▸ **Task objective**: Print only the line with "Point out the yellow building, providing" and the lines after it, ending with the last line of the material, each exactly as it stands.

◇ ◇ ◇ ◇

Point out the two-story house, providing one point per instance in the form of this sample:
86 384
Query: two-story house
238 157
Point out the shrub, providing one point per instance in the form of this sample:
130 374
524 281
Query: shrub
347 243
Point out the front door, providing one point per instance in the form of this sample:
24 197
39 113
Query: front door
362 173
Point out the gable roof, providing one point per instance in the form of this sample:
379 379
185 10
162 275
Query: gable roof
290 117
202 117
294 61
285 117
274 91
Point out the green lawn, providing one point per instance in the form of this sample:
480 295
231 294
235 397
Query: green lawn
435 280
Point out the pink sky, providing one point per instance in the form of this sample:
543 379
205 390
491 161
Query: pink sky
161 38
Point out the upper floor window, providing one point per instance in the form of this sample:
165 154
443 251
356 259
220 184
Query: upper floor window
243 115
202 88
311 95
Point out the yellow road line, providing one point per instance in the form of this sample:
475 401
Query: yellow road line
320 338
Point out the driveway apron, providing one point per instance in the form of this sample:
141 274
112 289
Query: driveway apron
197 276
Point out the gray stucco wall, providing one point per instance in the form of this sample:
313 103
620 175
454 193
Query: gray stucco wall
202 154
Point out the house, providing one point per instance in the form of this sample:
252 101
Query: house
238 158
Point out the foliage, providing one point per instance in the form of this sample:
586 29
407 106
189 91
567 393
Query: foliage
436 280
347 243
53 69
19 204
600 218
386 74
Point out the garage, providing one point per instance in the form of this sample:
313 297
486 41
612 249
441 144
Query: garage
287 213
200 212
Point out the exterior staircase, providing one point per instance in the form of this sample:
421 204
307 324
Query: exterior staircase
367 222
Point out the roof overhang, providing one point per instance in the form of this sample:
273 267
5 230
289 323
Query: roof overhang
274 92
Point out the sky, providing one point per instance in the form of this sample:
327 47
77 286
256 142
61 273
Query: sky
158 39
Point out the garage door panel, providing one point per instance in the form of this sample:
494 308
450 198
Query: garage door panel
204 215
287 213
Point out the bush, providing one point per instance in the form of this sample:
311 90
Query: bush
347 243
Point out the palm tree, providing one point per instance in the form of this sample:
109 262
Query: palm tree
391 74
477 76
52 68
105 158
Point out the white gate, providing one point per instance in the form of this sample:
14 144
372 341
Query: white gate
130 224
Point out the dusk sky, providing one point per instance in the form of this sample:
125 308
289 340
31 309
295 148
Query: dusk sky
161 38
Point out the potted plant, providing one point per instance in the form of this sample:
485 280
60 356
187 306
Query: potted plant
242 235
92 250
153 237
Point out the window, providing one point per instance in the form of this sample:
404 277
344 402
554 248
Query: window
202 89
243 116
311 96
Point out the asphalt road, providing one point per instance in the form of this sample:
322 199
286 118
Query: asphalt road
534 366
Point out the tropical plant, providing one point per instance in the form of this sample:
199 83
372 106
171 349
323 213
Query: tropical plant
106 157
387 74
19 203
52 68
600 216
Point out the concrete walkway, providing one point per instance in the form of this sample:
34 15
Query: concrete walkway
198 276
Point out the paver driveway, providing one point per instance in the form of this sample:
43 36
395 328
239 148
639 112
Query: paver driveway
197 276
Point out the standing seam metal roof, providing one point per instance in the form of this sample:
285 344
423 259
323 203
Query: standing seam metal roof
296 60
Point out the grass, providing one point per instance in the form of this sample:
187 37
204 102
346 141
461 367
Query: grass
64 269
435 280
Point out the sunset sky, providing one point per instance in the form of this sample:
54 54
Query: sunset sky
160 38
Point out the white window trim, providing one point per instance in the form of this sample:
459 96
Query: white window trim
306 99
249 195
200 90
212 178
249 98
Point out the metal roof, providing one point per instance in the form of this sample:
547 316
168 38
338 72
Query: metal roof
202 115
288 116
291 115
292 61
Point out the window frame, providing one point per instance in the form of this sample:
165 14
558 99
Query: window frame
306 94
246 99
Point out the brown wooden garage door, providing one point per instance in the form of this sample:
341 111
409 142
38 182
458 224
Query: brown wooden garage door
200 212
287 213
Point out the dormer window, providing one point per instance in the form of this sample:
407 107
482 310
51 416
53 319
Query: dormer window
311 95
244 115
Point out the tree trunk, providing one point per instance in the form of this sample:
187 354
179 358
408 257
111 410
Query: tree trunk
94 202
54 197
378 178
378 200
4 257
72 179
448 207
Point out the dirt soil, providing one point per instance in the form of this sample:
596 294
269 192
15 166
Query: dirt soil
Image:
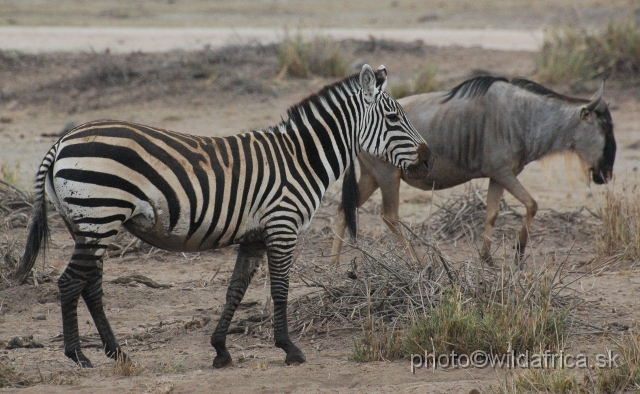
166 330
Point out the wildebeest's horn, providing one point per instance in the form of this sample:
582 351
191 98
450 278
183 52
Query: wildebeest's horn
596 98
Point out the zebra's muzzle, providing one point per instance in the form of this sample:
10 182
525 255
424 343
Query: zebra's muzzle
422 166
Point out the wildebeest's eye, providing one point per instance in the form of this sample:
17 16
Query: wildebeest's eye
393 117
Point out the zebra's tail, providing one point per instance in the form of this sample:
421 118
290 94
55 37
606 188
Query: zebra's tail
39 228
350 200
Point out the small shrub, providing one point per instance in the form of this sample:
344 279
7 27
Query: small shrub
293 57
426 80
400 90
320 56
570 54
620 235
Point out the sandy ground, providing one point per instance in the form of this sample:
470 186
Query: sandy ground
152 324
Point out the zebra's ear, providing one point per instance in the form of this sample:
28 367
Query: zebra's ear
368 84
381 78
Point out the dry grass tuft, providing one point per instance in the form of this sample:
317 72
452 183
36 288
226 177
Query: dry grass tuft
403 308
623 377
620 235
574 55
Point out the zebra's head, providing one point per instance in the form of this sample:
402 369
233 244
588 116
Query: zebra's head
386 131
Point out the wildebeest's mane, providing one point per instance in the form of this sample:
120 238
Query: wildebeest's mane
474 87
536 88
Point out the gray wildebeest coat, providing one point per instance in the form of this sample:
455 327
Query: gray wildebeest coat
489 127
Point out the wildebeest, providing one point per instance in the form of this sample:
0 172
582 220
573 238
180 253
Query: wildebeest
490 127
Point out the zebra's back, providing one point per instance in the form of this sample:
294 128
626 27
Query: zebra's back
173 190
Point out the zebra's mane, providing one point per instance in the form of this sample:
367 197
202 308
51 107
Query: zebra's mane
474 87
350 85
538 89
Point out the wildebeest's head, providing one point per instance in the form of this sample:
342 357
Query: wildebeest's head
595 143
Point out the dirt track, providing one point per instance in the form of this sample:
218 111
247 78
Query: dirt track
124 40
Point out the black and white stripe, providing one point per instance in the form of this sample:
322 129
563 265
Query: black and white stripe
189 193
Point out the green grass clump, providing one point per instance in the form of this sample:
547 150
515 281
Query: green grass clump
572 55
320 56
465 325
507 320
378 343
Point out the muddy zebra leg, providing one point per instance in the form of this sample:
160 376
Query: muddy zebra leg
92 296
83 277
249 257
280 254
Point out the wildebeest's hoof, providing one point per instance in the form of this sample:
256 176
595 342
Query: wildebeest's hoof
295 358
222 362
84 364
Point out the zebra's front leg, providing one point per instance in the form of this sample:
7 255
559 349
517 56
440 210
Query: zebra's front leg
249 258
92 295
70 285
83 277
280 259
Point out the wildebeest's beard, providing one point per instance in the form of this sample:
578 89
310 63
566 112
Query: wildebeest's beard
422 167
604 170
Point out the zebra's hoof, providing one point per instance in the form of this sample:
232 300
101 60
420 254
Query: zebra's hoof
84 364
80 359
295 358
222 362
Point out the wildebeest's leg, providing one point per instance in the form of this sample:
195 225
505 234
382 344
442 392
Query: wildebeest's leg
494 195
249 257
280 253
367 185
390 212
83 276
513 186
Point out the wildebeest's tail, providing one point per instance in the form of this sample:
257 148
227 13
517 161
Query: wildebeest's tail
350 200
39 228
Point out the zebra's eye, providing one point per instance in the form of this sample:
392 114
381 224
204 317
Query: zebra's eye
393 117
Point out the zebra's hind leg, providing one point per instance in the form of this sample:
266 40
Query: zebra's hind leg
83 277
249 257
280 255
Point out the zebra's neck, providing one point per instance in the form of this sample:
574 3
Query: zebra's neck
321 132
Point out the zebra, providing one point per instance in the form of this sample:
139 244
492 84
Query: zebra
190 193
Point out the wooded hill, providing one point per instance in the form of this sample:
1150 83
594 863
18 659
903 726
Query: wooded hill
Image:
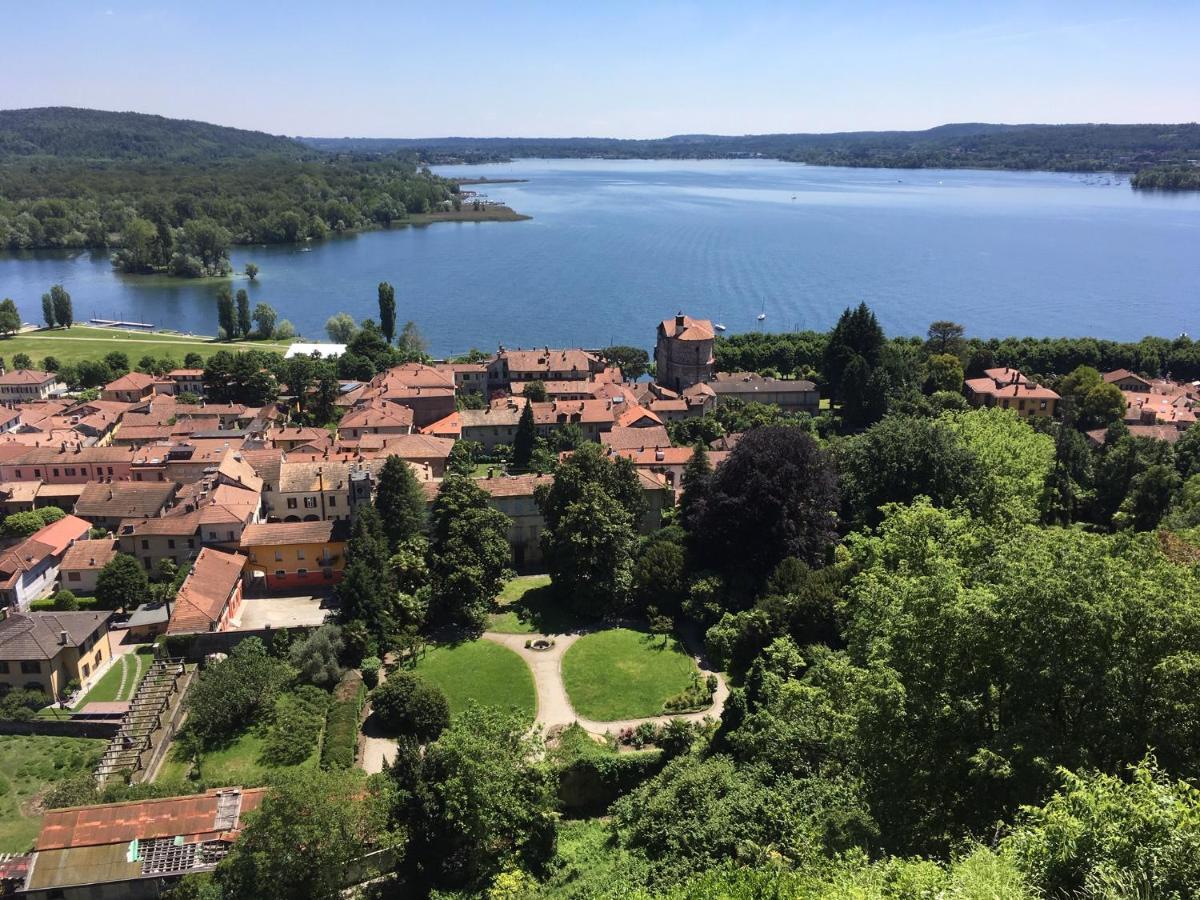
100 135
1063 148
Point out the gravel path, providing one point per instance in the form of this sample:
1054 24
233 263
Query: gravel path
555 707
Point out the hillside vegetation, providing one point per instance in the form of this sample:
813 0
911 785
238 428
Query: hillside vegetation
1062 148
100 135
173 196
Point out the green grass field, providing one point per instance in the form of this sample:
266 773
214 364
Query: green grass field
29 765
83 342
481 671
121 679
624 675
528 606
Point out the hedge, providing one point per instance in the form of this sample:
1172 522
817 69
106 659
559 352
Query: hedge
342 723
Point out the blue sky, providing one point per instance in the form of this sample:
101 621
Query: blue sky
606 69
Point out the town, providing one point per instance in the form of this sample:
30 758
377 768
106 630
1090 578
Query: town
165 544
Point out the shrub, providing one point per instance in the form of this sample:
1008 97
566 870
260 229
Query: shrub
408 705
342 723
295 729
370 669
316 657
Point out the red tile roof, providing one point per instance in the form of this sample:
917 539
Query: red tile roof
205 592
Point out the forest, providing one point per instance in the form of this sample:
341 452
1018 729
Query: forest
173 196
1056 148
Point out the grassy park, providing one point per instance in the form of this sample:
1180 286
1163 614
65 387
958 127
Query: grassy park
29 765
622 673
84 342
481 671
528 606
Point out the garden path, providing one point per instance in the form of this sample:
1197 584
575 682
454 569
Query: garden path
555 707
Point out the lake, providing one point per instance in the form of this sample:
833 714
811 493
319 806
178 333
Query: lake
615 246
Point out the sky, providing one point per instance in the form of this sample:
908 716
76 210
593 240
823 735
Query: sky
639 70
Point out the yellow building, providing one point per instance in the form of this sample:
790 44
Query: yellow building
47 651
286 556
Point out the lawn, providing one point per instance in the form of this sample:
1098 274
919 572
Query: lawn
481 671
83 342
28 766
121 678
624 675
528 606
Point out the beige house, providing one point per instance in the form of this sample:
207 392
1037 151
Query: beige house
47 651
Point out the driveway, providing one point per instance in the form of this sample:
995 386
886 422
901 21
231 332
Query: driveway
259 612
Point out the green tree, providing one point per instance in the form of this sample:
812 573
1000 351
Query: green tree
774 497
243 300
123 583
469 553
387 311
412 343
945 337
400 501
340 327
264 318
367 591
485 802
227 322
523 441
10 319
589 552
299 844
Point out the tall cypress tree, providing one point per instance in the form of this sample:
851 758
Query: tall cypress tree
367 591
387 311
225 315
523 441
243 312
400 501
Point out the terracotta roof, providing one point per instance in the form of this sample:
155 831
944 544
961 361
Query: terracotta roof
124 499
264 534
205 591
546 360
27 376
131 382
162 817
88 555
684 328
37 635
624 438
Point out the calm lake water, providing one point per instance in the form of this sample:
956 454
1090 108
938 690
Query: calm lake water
613 247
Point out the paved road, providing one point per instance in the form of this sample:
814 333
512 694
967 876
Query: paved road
258 612
555 707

◇ ◇ ◇ ◇

▸ **Problem solution**:
Point out the yellow building, providing one point per instance in the form of this sample:
790 44
Query: yellow building
47 651
286 556
Point out the lawn, providing one point per instance in the form of this sample:
1098 274
919 572
Query: lawn
481 671
83 342
28 766
121 678
624 675
528 606
Point out the beige house, providing one point per instance in the form of this sample:
207 392
1037 151
Query: beige house
47 651
Point out the driveway, providing one point per instance in the form of this sample:
995 386
886 422
901 21
231 332
Query: driveway
259 612
Point out the green tree, providing one point per instance in the form of this sample:
812 573
1000 351
Query: green tree
774 497
243 300
123 583
469 553
387 311
412 343
945 337
400 501
340 327
264 318
367 591
485 802
227 322
523 441
10 319
589 552
299 844
Point out the tall cypress tree, providing one point per instance in the form of this sample:
851 758
Query: tall cypress tree
367 591
387 311
225 315
523 441
243 312
400 501
Point out the terracotta roof, providing one point per instance in the form of this sample:
155 831
944 544
961 361
Query: terracotta roof
124 499
264 534
205 591
546 360
27 376
131 382
162 817
88 555
684 328
37 635
624 438
Point out the calm lake water, providing one point per instance in the form of this sample:
956 454
1090 108
938 690
Query: calm lake water
613 247
Point out the paved road, providing one point per instance in the form of this sample:
814 333
512 694
967 876
Query: paved road
258 612
555 707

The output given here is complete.